Excerpts from point annotation data
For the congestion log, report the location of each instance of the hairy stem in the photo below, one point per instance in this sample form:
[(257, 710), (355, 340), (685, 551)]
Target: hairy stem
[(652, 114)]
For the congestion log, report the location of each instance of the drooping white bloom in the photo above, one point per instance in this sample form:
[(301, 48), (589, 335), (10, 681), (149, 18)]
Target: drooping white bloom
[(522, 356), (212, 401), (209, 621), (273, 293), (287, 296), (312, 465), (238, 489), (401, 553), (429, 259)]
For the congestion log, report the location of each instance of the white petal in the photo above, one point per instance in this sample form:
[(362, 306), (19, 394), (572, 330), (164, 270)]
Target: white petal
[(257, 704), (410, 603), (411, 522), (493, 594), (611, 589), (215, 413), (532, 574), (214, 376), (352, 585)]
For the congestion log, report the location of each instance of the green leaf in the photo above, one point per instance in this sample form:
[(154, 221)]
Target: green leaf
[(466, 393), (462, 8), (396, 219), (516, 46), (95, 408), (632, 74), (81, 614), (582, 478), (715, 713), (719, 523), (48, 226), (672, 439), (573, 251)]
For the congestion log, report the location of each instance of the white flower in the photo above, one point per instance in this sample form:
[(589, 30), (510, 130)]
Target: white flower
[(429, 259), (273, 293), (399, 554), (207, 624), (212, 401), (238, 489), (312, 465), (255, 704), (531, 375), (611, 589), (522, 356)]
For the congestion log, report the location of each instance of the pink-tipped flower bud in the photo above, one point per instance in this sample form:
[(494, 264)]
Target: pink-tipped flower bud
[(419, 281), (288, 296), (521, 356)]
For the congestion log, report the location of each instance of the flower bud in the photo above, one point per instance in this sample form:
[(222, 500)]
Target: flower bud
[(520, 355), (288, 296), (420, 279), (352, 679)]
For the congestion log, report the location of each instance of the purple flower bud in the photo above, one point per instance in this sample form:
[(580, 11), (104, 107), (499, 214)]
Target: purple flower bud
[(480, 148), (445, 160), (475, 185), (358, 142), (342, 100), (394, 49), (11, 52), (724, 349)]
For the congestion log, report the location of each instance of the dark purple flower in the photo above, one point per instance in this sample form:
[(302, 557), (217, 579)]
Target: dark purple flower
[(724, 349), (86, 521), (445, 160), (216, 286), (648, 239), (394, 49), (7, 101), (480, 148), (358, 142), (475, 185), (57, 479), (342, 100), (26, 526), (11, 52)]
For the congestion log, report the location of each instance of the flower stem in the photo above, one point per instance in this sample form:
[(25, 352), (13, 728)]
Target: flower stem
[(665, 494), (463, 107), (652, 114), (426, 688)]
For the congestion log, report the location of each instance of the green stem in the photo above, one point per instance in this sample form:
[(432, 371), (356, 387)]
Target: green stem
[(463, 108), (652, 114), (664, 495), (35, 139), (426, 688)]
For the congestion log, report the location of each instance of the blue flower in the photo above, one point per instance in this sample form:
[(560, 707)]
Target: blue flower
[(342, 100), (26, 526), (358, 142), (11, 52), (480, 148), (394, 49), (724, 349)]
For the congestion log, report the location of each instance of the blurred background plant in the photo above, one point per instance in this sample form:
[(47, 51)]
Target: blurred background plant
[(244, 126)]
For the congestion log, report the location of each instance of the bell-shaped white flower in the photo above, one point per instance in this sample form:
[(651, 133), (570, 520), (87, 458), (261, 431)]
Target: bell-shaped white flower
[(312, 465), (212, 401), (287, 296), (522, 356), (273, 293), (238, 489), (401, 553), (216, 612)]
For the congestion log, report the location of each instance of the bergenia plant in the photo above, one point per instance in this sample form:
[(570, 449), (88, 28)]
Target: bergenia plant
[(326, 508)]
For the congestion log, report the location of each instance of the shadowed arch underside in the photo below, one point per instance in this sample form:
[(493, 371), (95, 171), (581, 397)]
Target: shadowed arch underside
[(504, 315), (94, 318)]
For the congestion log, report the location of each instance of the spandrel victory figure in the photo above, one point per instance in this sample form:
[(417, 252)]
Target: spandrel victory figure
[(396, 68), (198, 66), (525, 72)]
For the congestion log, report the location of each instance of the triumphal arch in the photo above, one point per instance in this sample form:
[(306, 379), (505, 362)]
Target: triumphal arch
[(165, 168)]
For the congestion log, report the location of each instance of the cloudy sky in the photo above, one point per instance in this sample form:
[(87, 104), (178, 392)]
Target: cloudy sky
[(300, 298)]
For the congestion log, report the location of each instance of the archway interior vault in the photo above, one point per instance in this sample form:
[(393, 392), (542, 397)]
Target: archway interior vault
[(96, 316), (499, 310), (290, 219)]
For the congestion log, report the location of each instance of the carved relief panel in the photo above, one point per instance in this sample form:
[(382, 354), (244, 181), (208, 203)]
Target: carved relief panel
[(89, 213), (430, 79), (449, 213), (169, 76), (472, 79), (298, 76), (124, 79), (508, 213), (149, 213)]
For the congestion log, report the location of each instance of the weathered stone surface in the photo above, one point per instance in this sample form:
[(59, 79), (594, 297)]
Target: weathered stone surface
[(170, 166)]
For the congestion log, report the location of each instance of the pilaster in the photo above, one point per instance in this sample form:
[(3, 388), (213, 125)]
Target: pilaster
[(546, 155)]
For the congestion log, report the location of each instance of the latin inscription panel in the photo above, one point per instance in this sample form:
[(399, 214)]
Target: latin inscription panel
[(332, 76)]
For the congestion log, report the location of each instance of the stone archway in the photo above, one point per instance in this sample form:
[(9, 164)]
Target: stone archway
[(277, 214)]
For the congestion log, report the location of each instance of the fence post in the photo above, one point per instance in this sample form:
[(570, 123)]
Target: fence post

(EXERCISE INSTRUCTIONS)
Write out the records word for word, beginning with the line that contains "of the archway" and continuing through the end of the records.

(ANSWER TO THE TASK)
For the congestion log, report the location of each instance of the archway interior vault in the photo above, one point per instance in this sample form:
[(393, 392), (542, 397)]
Target: archway interior vault
[(96, 316), (499, 310), (290, 219)]
For the congestion log, report the location of each instance of the carved relief panel in the photo above, one point per instance in this sample form:
[(382, 354), (244, 181), (208, 203)]
Target: carved relief panel
[(89, 213), (430, 79), (449, 213), (169, 76), (472, 79), (298, 76), (124, 79), (508, 213), (149, 213)]
For the congestion log, report the location of each instance of the weathered stone surface in the photo above, one point per instance in this sample form:
[(59, 79), (594, 297)]
Target: weathered stone surface
[(170, 166)]
For the congestion log, report the location of each instance of the pilaster in the photo above, one point per instance in this sample form:
[(3, 388), (213, 125)]
Target: pilaster
[(546, 155)]
For the congestion log, report the location of each instance of the latin inscription panel in the photo above, one point per instance in this sample form:
[(399, 214)]
Target: latin inscription panel
[(332, 76)]
For the congestion log, report the location of each instance of the stone archway in the photo above, one point per instance in this sample form:
[(9, 164)]
Target: stone archway
[(277, 214)]
For the congestion log, report the location of each instance of the fence post in the photo above, one point per instance in this sample form:
[(570, 123)]
Target: fence post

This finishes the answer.